**Direction A:** Reproduce word for word the part of the notebook on learning fair representations from "from sklearn.linear_model import" to "dataset_orig = load_preproc_data_adult()".

**Extract provided:**
========================
This notebook demonstrates the use of the learning fair representations algorithm for bias mitigation¶

Learning fair representations [1] is a pre-processing technique that finds a latent representation which encodes the data well but obfuscates information about protected attributes. We will see how to use this algorithm for learning representations that encourage individual fairness and apply them on the Adult dataset.

In [1]:

%matplotlib inline
# Load all necessary packages
import sys
sys.path.append("../")
from aif360.datasets import BinaryLabelDataset
from aif360.datasets import AdultDataset
from aif360.metrics import BinaryLabelDatasetMetric
from aif360.metrics import ClassificationMetric
from aif360.metrics.utils import compute_boolean_conditioning_vector

from aif360.algorithms.preprocessing.optim_preproc_helpers.data_preproc_functions import load_preproc_data_adult
from aif360.algorithms.preprocessing.lfr import LFR

from sklearn.linear_model import LogisticRegression
from sklearn.preprocessing import StandardScaler
from sklearn.metrics import accuracy_score

from IPython.display import Markdown, display
import matplotlib.pyplot as plt

Load dataset and set options¶

In [2]:

# Get the dataset and split into train and test
dataset_orig = load_preproc_data_adult()
========================
**Exercise data:**
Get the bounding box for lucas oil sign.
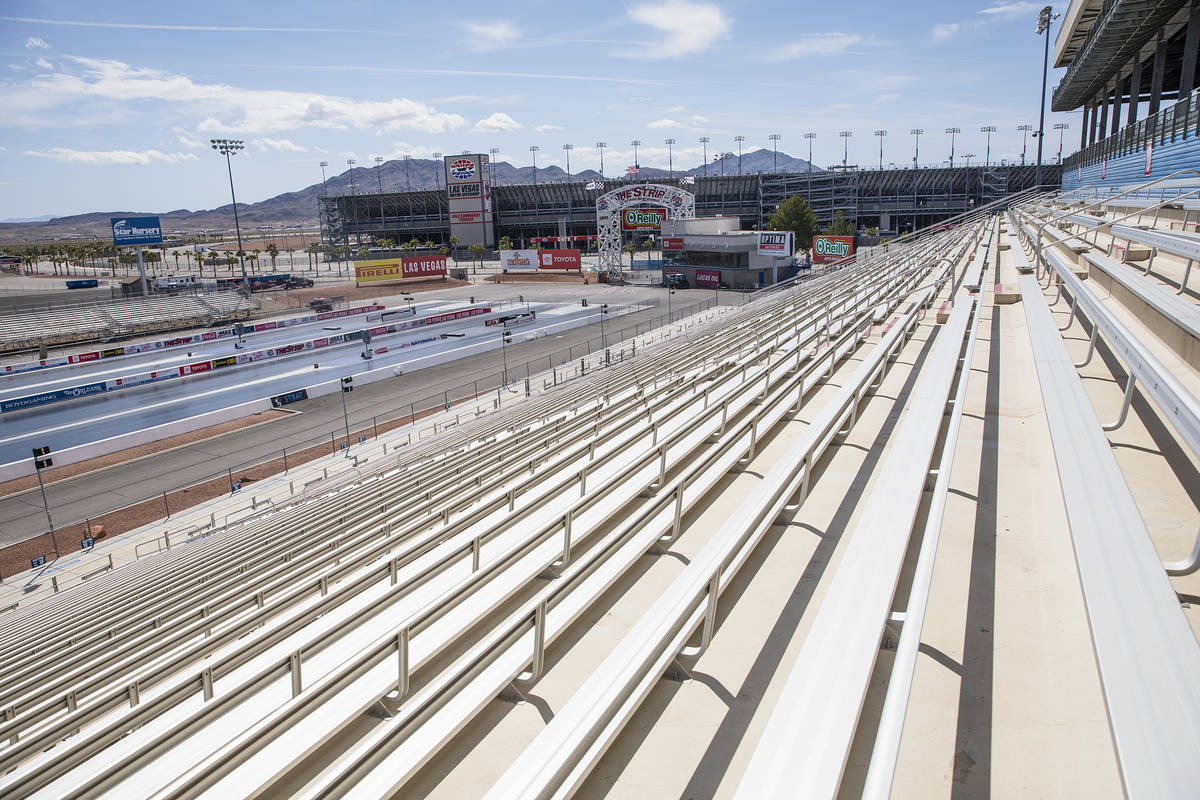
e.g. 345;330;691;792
812;236;854;264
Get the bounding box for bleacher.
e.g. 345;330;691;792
0;291;258;353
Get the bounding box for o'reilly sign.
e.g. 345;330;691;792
110;217;162;246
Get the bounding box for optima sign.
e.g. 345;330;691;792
812;236;854;264
620;207;667;230
109;217;162;247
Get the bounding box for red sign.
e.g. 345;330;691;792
620;206;667;230
812;235;854;264
538;249;583;272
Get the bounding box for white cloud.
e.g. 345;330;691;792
========================
**Direction B:** Quote word for word every entry that comes after the notebook on learning fair representations, leaving the pictures out.

**Correct output A:**
from sklearn.linear_model import LogisticRegression
from sklearn.preprocessing import StandardScaler
from sklearn.metrics import accuracy_score

from IPython.display import Markdown, display
import matplotlib.pyplot as plt

Load dataset and set options¶

In [2]:

# Get the dataset and split into train and test
dataset_orig = load_preproc_data_adult()

**Correct output B:**
Get the bounding box for lucas oil sign.
e.g. 345;330;691;792
812;236;854;264
Get the bounding box for bleacher.
e.g. 345;330;691;792
0;291;258;353
Get the bounding box for o'reilly sign.
e.g. 345;330;691;792
110;217;162;246
Get the bounding box for optima sign.
e.g. 345;330;691;792
812;236;854;264
620;207;667;230
109;217;162;247
Get the bounding box for red sign.
e.g. 345;330;691;792
620;206;667;230
812;235;854;264
538;249;583;272
Get the bounding box for white cloud.
e.g. 345;330;691;792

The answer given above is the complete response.